**To be done:**
1. Revise the part of the passage on self-acceptance that opens with the words "However, it's not" and closes with "complicated and overwhelmingg.", replacing "self-loathing" with "self-contempt" throughout.
2. List every row below that contains the word "hedge".

═══ Selected extract

When we cannot change what we are, we fight against time to establish acceptance, or else life might not be worth living. We're built to accept ourselves even if the whole world rejects us, however, there's a catch. Constant rejection can make us kill the thoughts of self-love. This is to say that no matter how much we like to accept our flaws, there's a mental state of apathy we reach by experiencing external rejection by the people we might want to seek approval from.

Like it or not, everyone has a person whom they inadvertently and subconsciously seek their approval, even if we might not want to admit it. However, for the most of it, a lot of people accept themselves, because life is going to be hell when they don't. In life, people are meant to self-love themselves, whether they like it or not. It's coming to terms with what you are by default. It's one way to find peace.

However, it's not everyone who accepts what they are, especially if it makes them unfairly disadvantaged. Hell! Most of the time I spend quality time in self-loathing, and over time, calamitous experiences in my life have plunged me deeper into self-loathing. For four months I've spent my time trying to fix things.

I thought I had control over my life and actions, but unfortunately, things went out of hand, I lost my brother in the process and it just still feels like a bad dream that I want to wake up from. Unfortunately, it's reality, the fact that I cannot accept it is proof that constantly going through the wringer makes you thin to pain rather than immune like most people would think. My health has been all over the place, quite complicated and overwhelmingg.

══════
═══ Extracted data

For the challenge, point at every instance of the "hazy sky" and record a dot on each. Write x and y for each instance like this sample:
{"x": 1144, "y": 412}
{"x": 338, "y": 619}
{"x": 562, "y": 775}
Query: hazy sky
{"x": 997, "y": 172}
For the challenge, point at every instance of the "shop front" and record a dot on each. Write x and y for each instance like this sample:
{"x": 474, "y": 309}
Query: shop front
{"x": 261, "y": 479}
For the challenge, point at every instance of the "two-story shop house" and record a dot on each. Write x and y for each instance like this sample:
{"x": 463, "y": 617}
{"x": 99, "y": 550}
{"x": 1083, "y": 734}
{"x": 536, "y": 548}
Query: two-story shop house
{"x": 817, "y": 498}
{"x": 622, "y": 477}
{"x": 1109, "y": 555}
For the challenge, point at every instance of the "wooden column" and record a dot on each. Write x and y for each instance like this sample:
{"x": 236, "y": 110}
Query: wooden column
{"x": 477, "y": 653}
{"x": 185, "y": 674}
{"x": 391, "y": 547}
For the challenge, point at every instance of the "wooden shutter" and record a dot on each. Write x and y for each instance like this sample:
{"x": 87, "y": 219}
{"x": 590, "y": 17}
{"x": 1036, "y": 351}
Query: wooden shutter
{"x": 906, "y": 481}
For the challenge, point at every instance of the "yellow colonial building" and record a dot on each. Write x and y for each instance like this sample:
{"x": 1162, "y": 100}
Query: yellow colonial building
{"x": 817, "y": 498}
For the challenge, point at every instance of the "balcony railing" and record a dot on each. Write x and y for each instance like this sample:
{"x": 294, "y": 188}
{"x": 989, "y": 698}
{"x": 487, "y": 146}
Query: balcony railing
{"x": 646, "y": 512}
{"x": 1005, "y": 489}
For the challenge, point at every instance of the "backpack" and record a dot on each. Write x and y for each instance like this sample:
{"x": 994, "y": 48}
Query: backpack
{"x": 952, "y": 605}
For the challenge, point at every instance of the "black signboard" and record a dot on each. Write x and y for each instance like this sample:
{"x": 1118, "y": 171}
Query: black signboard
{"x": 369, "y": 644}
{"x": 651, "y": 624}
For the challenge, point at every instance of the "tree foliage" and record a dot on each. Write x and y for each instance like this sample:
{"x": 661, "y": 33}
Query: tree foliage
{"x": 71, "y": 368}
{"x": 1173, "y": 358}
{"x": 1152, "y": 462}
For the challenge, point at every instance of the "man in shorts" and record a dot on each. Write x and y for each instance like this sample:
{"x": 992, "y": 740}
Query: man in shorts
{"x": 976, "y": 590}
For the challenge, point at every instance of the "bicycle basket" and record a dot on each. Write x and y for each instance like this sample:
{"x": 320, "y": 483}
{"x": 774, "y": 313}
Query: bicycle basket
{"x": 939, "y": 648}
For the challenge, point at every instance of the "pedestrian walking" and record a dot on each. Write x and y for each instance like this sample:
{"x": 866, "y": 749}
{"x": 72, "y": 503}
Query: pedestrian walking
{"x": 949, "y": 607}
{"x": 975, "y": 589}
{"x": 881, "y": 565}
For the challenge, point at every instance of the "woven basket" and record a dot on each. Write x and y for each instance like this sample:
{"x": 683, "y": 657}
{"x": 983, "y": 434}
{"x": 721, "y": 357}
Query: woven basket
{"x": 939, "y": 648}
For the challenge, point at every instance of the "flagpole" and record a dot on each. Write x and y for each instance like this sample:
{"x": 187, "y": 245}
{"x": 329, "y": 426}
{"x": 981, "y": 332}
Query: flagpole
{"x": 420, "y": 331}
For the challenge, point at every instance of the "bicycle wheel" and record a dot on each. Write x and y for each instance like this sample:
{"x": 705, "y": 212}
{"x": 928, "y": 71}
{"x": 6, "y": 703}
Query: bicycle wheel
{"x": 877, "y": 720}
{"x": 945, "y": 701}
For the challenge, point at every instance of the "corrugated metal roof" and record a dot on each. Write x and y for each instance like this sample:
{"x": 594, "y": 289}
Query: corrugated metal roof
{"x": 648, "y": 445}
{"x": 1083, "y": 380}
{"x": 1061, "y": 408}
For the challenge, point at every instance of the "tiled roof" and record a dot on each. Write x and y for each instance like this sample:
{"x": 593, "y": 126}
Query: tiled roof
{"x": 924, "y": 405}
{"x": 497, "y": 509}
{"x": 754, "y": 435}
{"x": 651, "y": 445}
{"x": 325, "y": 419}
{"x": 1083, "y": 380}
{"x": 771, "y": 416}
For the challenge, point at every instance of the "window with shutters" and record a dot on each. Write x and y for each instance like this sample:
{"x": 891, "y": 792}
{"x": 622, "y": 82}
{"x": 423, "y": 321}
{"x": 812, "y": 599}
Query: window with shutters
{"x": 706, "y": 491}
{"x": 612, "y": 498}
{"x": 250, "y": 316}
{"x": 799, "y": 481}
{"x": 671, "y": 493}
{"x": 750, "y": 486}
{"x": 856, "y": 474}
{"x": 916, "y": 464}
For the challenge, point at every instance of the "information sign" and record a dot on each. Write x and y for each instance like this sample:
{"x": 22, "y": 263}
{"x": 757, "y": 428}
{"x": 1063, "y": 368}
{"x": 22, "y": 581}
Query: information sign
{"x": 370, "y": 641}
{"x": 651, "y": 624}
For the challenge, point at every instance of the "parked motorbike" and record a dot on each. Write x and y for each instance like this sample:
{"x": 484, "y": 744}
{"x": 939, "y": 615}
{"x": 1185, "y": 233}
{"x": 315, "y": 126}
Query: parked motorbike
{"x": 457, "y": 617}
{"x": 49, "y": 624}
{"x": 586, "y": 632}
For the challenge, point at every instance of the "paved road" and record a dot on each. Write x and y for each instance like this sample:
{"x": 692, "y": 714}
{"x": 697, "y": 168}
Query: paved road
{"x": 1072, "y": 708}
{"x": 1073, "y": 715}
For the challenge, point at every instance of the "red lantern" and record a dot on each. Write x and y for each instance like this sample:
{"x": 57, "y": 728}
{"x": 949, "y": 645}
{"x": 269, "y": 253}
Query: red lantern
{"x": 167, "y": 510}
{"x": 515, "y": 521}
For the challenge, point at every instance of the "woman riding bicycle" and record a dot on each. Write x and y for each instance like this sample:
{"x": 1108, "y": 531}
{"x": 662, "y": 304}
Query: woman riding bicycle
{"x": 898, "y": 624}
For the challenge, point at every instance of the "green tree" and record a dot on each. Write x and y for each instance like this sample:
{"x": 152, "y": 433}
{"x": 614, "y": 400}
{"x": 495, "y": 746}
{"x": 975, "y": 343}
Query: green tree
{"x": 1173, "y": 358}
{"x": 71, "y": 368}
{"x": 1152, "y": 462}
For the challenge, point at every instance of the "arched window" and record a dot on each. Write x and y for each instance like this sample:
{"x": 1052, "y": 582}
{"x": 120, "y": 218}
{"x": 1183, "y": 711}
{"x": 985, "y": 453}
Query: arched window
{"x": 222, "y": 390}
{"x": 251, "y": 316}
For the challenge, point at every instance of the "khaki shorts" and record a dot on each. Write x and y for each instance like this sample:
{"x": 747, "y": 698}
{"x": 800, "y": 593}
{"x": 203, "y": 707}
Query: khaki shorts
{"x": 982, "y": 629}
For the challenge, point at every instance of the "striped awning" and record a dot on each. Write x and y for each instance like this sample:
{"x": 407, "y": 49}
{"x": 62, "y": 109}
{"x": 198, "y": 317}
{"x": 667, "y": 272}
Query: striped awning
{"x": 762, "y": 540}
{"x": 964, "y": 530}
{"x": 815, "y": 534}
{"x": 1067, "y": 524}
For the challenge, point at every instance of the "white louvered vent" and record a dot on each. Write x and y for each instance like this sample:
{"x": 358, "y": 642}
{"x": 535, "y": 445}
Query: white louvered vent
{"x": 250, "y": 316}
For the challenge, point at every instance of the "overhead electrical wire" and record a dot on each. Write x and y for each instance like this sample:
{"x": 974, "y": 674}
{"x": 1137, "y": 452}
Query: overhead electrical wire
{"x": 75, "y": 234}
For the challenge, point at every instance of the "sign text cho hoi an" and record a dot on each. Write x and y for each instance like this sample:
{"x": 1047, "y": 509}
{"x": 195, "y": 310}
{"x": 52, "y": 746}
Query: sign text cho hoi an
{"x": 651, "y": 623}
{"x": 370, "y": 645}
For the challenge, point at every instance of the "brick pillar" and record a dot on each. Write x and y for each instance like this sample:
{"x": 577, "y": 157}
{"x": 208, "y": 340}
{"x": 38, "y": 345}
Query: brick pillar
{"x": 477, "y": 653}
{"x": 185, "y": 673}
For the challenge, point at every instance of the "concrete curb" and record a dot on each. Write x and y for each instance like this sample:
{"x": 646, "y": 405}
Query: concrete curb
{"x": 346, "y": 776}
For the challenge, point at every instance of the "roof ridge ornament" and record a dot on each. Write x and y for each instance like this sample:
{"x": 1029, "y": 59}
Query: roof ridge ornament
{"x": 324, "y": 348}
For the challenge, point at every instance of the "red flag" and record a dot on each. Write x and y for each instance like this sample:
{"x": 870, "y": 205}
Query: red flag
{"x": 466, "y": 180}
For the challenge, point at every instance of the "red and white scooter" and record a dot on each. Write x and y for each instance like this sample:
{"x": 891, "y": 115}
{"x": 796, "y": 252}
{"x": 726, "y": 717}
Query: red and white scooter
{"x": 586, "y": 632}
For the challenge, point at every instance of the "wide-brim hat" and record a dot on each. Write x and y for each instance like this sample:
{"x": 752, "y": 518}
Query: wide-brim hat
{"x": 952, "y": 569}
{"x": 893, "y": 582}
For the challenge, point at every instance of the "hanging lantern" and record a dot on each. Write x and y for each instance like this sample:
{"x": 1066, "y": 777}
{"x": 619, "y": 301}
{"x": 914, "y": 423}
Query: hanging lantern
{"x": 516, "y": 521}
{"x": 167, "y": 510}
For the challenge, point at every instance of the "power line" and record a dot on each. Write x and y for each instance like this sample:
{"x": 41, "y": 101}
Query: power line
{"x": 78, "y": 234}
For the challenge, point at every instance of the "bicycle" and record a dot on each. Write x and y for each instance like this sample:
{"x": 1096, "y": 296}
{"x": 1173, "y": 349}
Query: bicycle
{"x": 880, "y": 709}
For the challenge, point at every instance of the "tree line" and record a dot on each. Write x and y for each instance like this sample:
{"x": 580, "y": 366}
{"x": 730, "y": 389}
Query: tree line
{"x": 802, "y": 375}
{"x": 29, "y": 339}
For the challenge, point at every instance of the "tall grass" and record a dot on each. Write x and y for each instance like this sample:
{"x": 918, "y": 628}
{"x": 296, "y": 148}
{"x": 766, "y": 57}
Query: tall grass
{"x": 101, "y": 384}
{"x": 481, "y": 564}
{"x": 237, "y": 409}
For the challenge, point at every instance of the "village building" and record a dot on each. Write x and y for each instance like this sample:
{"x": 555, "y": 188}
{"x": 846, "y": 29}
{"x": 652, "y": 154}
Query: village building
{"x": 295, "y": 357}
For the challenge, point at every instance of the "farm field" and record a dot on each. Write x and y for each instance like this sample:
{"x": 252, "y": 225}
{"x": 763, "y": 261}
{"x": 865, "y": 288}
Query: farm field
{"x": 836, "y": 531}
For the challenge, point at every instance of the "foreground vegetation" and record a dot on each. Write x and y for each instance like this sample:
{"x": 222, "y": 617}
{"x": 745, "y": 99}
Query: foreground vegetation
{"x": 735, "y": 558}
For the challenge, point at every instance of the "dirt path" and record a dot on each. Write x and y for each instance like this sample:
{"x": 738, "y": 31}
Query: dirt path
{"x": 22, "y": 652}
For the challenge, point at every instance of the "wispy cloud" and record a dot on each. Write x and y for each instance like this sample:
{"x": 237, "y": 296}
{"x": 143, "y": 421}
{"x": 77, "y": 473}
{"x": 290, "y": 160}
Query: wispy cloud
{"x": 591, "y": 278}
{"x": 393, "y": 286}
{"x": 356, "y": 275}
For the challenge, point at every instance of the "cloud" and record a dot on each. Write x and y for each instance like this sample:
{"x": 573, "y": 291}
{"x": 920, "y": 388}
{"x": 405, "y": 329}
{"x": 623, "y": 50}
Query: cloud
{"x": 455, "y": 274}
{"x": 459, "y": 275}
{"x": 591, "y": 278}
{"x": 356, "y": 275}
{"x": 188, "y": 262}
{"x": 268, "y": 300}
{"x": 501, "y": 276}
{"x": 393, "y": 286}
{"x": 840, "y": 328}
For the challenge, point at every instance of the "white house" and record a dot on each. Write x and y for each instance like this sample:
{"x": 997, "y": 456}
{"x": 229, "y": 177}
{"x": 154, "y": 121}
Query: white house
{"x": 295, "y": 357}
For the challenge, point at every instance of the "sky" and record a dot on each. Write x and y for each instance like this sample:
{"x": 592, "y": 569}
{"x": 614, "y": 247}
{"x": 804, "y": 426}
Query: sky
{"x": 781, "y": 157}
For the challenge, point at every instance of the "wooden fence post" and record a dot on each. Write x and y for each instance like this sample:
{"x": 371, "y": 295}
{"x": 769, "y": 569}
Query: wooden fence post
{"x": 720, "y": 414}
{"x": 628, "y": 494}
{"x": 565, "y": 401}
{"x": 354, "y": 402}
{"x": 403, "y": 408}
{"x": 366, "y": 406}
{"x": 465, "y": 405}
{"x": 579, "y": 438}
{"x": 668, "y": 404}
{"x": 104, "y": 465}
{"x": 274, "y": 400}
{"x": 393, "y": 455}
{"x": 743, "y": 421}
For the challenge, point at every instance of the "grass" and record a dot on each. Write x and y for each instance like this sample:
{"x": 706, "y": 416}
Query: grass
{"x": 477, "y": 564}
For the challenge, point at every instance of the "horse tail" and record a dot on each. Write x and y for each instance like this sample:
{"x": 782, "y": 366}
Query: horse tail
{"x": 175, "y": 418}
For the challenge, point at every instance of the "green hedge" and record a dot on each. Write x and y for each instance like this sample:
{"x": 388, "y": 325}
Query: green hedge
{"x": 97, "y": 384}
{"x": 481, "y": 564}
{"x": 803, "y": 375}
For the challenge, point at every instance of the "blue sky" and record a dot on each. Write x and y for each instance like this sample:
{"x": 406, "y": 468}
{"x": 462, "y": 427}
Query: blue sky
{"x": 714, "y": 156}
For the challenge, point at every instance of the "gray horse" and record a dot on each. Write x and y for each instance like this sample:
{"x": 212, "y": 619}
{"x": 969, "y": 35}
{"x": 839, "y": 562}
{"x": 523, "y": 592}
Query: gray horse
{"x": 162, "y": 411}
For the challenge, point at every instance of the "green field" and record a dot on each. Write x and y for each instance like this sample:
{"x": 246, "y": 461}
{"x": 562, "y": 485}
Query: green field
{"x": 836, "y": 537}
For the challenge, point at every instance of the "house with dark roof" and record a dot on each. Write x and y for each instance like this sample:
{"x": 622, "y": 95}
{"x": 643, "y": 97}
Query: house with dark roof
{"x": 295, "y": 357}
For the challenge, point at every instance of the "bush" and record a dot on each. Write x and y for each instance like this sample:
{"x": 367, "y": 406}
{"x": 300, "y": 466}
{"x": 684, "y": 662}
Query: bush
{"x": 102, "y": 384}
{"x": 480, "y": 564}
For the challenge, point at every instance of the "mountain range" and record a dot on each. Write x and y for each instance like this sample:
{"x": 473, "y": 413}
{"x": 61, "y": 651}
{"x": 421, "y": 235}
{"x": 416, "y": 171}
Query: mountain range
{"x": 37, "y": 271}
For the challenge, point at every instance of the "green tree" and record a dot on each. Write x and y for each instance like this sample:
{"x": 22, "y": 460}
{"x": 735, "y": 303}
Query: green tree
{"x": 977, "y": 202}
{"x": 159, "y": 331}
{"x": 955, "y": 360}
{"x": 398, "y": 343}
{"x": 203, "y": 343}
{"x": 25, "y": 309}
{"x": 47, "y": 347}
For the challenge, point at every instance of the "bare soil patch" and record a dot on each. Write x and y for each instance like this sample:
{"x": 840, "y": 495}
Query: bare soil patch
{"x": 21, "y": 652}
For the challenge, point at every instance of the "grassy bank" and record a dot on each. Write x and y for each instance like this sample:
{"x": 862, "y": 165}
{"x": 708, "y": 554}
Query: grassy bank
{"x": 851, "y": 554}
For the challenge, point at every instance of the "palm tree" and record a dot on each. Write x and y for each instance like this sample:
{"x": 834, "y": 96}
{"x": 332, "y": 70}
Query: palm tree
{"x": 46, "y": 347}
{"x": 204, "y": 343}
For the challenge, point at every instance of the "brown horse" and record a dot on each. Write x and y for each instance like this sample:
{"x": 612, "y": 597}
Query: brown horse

══════

**Solutions by task:**
1.
However, it's not everyone who accepts what they are, especially if it makes them unfairly disadvantaged. Hell! Most of the time I spend quality time in self-contempt, and over time, calamitous experiences in my life have plunged me deeper into self-contempt. For four months I've spent my time trying to fix things.

I thought I had control over my life and actions, but unfortunately, things went out of hand, I lost my brother in the process and it just still feels like a bad dream that I want to wake up from. Unfortunately, it's reality, the fact that I cannot accept it is proof that constantly going through the wringer makes you thin to pain rather than immune like most people would think. My health has been all over the place, quite complicated and overwhelmingg.

2.
For the challenge, point at every instance of the "green hedge" and record a dot on each. Write x and y for each instance like this sample:
Query: green hedge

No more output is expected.